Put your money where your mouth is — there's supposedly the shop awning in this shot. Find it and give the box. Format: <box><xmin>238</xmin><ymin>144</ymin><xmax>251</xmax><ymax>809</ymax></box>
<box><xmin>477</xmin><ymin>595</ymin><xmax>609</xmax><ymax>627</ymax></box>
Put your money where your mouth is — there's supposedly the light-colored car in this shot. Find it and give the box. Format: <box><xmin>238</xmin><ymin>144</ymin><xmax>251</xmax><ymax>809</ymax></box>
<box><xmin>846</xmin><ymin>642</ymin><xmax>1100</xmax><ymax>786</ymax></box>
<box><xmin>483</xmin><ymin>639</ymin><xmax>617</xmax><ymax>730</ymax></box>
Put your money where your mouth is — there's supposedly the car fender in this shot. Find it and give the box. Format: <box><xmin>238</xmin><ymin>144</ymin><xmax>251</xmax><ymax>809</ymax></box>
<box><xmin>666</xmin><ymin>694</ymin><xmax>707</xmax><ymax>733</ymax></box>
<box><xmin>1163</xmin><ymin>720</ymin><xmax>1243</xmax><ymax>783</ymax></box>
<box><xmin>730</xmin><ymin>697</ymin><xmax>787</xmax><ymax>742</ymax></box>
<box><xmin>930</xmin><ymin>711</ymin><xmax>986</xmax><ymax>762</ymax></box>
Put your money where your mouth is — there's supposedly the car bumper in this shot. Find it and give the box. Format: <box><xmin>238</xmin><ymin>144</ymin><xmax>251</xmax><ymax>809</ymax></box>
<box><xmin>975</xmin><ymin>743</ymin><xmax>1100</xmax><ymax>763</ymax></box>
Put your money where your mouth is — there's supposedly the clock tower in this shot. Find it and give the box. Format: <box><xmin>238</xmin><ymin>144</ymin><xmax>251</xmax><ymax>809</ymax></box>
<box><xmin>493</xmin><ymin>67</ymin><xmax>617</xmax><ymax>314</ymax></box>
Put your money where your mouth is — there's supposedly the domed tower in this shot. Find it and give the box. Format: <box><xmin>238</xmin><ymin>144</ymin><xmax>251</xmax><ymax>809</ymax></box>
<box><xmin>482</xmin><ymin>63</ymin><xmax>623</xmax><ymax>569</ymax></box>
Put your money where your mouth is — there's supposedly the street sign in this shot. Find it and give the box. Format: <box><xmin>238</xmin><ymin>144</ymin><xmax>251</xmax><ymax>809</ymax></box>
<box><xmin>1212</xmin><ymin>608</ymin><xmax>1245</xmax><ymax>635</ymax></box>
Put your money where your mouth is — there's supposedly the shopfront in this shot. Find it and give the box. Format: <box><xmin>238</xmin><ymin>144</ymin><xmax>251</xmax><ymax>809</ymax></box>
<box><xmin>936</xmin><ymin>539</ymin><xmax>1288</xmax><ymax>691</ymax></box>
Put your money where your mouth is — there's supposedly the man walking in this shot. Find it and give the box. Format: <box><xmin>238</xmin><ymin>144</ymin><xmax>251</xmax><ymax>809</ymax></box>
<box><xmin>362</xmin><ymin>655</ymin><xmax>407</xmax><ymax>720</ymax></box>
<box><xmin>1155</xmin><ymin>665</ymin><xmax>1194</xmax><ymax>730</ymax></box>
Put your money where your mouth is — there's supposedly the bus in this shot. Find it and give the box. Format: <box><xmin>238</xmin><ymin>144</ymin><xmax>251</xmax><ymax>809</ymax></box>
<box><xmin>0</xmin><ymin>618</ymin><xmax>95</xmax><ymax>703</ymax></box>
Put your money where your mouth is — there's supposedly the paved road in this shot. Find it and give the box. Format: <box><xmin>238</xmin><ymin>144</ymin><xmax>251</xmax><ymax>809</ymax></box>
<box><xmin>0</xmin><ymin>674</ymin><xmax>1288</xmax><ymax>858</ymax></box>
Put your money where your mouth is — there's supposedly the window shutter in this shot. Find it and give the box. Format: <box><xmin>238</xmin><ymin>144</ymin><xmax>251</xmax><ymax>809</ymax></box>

> [Given problem]:
Copy every one of the entries above word for word, with nothing changed.

> [Solution to the problem]:
Put your money where your mouth is — there's supposedly the shop awning in this shot. Find it and give the box. Format: <box><xmin>238</xmin><ymin>144</ymin><xmax>251</xmax><ymax>809</ymax></box>
<box><xmin>477</xmin><ymin>595</ymin><xmax>609</xmax><ymax>627</ymax></box>
Put your money where your mouth is — there's supposedly the light-colored car in this shot. Find it and give the box. Format: <box><xmin>238</xmin><ymin>144</ymin><xmax>251</xmax><ymax>809</ymax></box>
<box><xmin>846</xmin><ymin>642</ymin><xmax>1100</xmax><ymax>786</ymax></box>
<box><xmin>483</xmin><ymin>639</ymin><xmax>617</xmax><ymax>730</ymax></box>
Put your money where your mouth is — there's supposedly the car fender in this shot. Find it and give the box. Format: <box><xmin>238</xmin><ymin>144</ymin><xmax>251</xmax><ymax>809</ymax></box>
<box><xmin>666</xmin><ymin>694</ymin><xmax>707</xmax><ymax>733</ymax></box>
<box><xmin>1163</xmin><ymin>720</ymin><xmax>1243</xmax><ymax>783</ymax></box>
<box><xmin>730</xmin><ymin>697</ymin><xmax>787</xmax><ymax>742</ymax></box>
<box><xmin>930</xmin><ymin>711</ymin><xmax>986</xmax><ymax>762</ymax></box>
Put your money where your mouth is — there's supposedly the car bumper in this shot. Find it and give the box. Format: <box><xmin>238</xmin><ymin>144</ymin><xmax>251</xmax><ymax>809</ymax></box>
<box><xmin>975</xmin><ymin>743</ymin><xmax>1100</xmax><ymax>763</ymax></box>
Put your money where your mouth is — there's supposedly the clock tower in this shot. Find it and give the box. Format: <box><xmin>238</xmin><ymin>144</ymin><xmax>251</xmax><ymax>809</ymax></box>
<box><xmin>493</xmin><ymin>67</ymin><xmax>617</xmax><ymax>314</ymax></box>
Put your money where your mouth is — there's supposedly the domed tower in this shot. Find it and give the box. Format: <box><xmin>238</xmin><ymin>144</ymin><xmax>251</xmax><ymax>809</ymax></box>
<box><xmin>482</xmin><ymin>63</ymin><xmax>623</xmax><ymax>569</ymax></box>
Put your money where your mouth is — there's supposedly the street sign in this shot. Find it and give the box. Format: <box><xmin>238</xmin><ymin>144</ymin><xmax>251</xmax><ymax>809</ymax></box>
<box><xmin>1212</xmin><ymin>608</ymin><xmax>1245</xmax><ymax>635</ymax></box>
Put your money where your mouth is — there's supposedly the shopfront in this shot. Find it and give the box. Format: <box><xmin>238</xmin><ymin>144</ymin><xmax>251</xmax><ymax>809</ymax></box>
<box><xmin>936</xmin><ymin>539</ymin><xmax>1288</xmax><ymax>691</ymax></box>
Put your money where your mouth is — there's supposedly the man walking in this shot. Find it and give the box. Format: <box><xmin>238</xmin><ymin>144</ymin><xmax>251</xmax><ymax>809</ymax></box>
<box><xmin>362</xmin><ymin>655</ymin><xmax>407</xmax><ymax>720</ymax></box>
<box><xmin>1155</xmin><ymin>665</ymin><xmax>1194</xmax><ymax>730</ymax></box>
Put your money where your mouth is — there's supposedly the bus in this shot. Find it and give the box. Format: <box><xmin>238</xmin><ymin>144</ymin><xmax>251</xmax><ymax>809</ymax></box>
<box><xmin>0</xmin><ymin>618</ymin><xmax>95</xmax><ymax>703</ymax></box>
Put your money where your mouth is — there's supposedly the paved road in this shot. Find it and give the box. Format: <box><xmin>238</xmin><ymin>144</ymin><xmax>251</xmax><ymax>809</ymax></box>
<box><xmin>0</xmin><ymin>674</ymin><xmax>1288</xmax><ymax>858</ymax></box>
Put your money where your mouth is — there's supposedly the window shutter in this shot. Find it and give the box. Format: <box><xmin>238</xmin><ymin>144</ymin><xmax>251</xmax><ymax>809</ymax></box>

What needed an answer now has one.